> _To do_
Reproduce word for word the stretch of the entries below from the line containing "In the photo above, which area does the bridge" through the end of the entries, and nothing else.

(Source data)
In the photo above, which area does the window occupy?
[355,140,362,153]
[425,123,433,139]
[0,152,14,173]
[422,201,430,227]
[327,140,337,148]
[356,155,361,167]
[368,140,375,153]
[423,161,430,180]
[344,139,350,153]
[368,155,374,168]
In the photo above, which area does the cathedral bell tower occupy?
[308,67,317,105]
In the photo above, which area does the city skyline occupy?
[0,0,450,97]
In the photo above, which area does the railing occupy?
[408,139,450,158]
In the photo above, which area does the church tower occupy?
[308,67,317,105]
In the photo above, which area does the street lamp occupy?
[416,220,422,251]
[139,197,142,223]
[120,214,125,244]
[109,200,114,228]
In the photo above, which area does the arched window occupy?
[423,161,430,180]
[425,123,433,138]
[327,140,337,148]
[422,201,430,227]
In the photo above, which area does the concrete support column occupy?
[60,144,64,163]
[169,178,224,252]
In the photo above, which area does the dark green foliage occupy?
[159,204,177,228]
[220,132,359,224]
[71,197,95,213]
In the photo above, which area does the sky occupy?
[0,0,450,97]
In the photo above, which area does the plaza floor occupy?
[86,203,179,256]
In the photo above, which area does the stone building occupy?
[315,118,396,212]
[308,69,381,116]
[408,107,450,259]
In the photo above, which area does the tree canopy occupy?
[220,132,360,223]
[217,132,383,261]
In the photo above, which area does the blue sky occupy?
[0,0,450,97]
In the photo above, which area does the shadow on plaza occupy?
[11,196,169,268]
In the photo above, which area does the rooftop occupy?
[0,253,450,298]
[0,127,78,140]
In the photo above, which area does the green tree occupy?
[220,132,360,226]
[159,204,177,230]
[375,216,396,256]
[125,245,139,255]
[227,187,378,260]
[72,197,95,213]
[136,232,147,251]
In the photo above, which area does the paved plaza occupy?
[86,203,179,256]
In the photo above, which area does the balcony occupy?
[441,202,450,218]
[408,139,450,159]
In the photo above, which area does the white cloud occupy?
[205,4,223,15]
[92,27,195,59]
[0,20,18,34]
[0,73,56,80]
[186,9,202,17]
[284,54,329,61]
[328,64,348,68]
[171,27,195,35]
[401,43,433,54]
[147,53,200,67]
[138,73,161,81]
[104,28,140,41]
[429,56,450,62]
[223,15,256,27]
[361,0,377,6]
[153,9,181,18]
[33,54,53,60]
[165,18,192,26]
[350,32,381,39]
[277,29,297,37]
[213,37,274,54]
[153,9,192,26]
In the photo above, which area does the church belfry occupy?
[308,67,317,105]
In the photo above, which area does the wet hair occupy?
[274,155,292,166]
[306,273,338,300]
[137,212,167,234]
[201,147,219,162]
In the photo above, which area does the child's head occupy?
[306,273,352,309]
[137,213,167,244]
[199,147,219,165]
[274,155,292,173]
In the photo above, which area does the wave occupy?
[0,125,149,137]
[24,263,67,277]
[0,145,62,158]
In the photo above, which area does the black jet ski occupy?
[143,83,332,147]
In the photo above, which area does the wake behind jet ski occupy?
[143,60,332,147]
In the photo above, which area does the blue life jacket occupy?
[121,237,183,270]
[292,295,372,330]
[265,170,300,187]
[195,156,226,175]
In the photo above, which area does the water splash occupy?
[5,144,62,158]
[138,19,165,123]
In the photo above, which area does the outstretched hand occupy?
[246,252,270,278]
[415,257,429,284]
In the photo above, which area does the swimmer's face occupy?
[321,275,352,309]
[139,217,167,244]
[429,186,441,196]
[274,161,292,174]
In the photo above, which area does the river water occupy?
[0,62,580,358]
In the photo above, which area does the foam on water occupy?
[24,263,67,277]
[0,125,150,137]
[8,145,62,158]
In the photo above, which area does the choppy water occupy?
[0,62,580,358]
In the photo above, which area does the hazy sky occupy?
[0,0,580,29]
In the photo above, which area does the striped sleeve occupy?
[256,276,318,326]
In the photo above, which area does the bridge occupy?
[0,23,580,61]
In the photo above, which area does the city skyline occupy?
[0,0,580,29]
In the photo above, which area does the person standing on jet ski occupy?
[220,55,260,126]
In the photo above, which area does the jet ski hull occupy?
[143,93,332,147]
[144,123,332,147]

> _Solved problem_
In the photo above, which area does the bridge occupy?
[0,23,580,61]
In the photo above, which area does the city skyline occupy?
[0,0,580,29]
In the photo above, which area does the person standing on jet ski occupy?
[220,55,260,126]
In the photo above, which area does the jet ski hull occupy?
[143,93,332,147]
[144,123,332,147]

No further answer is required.